WHAT YOU NEED TO DO:
Continue the news article on older Filipinos and their grandchildren rejoining the labor force from the point where it stops.

Elderly join Filipino grandchildren back in labor force to boost incomes
MANILA, Philippines — Senior citizens are coming out of their retirement to return to the Philippines’ job market together with their grandsons and daughters in a bid to support falling household earnings.
People aged 65 years and up were responsible for the widening of the labor pool to its highest level in nearly 8 years in March, together with those aged 15-24 years old, National Statistician Claire Dennis Mapa told reporters in a briefing.
Senior citizen workers in particular rose 2.7% in March from February, while that of the younger generation went up 2.4%. The labor force participation rate rose to 65%.
The unfolding phenomenon supports other labor market shifts evident in the Philippines since the health crisis started: many are thrown to informal work with little to no social protections and security of tenure, while others locked up in their homes seek part-time jobs just to augment income.
This casts a shadow on the otherwise positive jobs report on Thursday that showed 2.2 million jobs getting restored, and the unemployment rate falling to its lowest during the pandemic at 7.1% in March.
“Household incomes have fallen so low after over a year of lockdowns that more and more youth and otherwise retired elderly are now also looking for work,” Sonny Africa, executive director at IBON Foundation Inc, said in a text message.

DATASET CONTENT:
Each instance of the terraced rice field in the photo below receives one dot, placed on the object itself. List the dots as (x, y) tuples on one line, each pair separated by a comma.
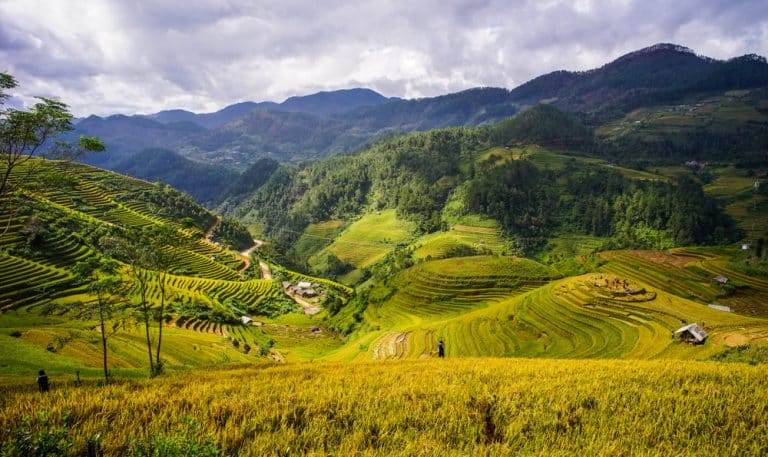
[(316, 237), (372, 237), (42, 299), (438, 245), (628, 310)]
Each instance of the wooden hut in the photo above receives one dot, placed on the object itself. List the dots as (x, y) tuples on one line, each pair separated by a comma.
[(691, 333)]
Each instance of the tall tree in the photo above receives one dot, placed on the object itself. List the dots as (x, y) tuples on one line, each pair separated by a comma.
[(107, 291), (164, 242), (101, 275), (25, 134), (133, 247)]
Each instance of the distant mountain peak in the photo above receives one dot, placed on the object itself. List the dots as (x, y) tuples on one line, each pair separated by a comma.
[(659, 49), (665, 47)]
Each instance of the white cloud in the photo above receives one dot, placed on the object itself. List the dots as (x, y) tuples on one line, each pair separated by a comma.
[(106, 56)]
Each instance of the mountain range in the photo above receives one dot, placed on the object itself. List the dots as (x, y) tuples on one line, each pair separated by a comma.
[(332, 123)]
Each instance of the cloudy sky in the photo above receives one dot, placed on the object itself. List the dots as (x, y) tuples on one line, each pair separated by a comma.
[(140, 56)]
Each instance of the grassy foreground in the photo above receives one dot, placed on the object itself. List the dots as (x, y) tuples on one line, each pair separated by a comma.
[(427, 407)]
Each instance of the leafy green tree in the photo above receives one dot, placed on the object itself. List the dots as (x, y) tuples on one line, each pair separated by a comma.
[(25, 134), (134, 248), (164, 254), (108, 291)]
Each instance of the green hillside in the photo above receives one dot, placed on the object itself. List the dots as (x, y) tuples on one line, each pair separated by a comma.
[(71, 227)]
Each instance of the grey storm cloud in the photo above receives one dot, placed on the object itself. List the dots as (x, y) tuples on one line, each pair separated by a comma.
[(107, 56)]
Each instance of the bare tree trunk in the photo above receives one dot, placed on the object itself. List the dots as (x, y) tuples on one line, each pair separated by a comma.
[(160, 320), (103, 338), (145, 311)]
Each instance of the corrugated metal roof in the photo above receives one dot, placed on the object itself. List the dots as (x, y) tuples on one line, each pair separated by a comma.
[(695, 330)]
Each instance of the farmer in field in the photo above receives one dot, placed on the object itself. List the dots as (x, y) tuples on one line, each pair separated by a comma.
[(42, 381)]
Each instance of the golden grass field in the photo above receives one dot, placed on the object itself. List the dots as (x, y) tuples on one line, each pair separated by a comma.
[(432, 407)]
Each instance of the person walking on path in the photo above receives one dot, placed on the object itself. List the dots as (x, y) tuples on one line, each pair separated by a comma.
[(42, 381)]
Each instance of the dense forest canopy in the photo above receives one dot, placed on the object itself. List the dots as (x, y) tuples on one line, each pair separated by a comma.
[(417, 174)]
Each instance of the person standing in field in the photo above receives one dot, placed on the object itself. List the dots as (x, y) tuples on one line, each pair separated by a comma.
[(42, 381)]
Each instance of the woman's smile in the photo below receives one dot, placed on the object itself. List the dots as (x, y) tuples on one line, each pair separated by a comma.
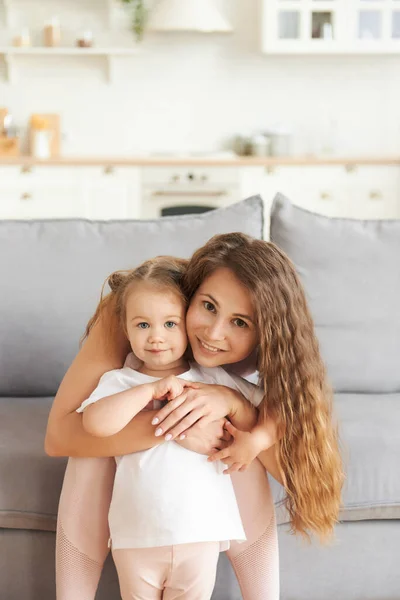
[(220, 320)]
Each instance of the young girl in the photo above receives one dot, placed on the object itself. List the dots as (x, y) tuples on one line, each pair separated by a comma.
[(170, 508), (245, 299)]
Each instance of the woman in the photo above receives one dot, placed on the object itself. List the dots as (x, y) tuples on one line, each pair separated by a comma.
[(245, 298)]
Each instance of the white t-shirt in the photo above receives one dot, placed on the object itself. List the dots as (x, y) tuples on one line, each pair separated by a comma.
[(169, 495)]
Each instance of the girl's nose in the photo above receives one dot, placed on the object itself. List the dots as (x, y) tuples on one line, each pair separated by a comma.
[(156, 336), (215, 331)]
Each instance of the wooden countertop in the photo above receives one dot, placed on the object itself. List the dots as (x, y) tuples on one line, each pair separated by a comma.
[(240, 161)]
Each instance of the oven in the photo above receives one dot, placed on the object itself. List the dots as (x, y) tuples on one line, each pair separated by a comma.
[(169, 191)]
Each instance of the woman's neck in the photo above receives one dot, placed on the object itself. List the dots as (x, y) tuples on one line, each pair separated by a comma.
[(175, 369)]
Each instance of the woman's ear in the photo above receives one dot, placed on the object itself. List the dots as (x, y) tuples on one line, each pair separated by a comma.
[(245, 367), (115, 280)]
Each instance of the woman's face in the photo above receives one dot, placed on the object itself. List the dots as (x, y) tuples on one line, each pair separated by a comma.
[(221, 321)]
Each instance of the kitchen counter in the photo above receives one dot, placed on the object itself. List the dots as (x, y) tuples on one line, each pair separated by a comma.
[(240, 161)]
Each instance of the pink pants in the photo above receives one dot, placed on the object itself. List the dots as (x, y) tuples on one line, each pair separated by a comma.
[(82, 531), (183, 572)]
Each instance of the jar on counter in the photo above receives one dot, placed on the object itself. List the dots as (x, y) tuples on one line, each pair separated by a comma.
[(281, 142), (260, 145), (41, 144), (41, 138), (85, 40), (52, 33), (23, 40)]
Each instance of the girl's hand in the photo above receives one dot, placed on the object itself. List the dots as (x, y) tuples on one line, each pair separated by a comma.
[(211, 439), (168, 388), (198, 404), (240, 453)]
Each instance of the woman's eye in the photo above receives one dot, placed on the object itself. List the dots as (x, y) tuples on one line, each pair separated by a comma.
[(209, 306), (240, 323)]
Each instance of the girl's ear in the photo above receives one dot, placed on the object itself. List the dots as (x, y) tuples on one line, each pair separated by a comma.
[(115, 280)]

ANSWER SECTION:
For the elderly, their meager retirement benefits from state-run pension funds are getting eaten up by inflation that spiked to a 2-year high in February. The pandemic is thus only compounding a problem that became more evident in 2018, when inflation hit a 9-year high of 5.2%, while average monthly pensions paid by the Social Security System even dipped 2.4%. 2020 data on pensions are not yet available.
For Alvin Ang, economist at Ateneo de Manila University, the labor force is only bound to swell further in the coming months, and if things do not get better, the elderly will see themselves looking for jobs beside new graduates, the first batch to do so under longer schooling.
While they may not necessarily compete for the same jobs in normal times, the proliferation of part-time jobs and Filipinos falling back to informal work are blurring job roles so much so that many are now temporary positions where senior citizens get hired.
With the economy yet to fully heal, this, in turn, would put some pressure on headline jobless figures as available work in the market fall short demand. “Graduates of (senior high school) might delay going into college due to lack of income,” Ang said in an online exchange.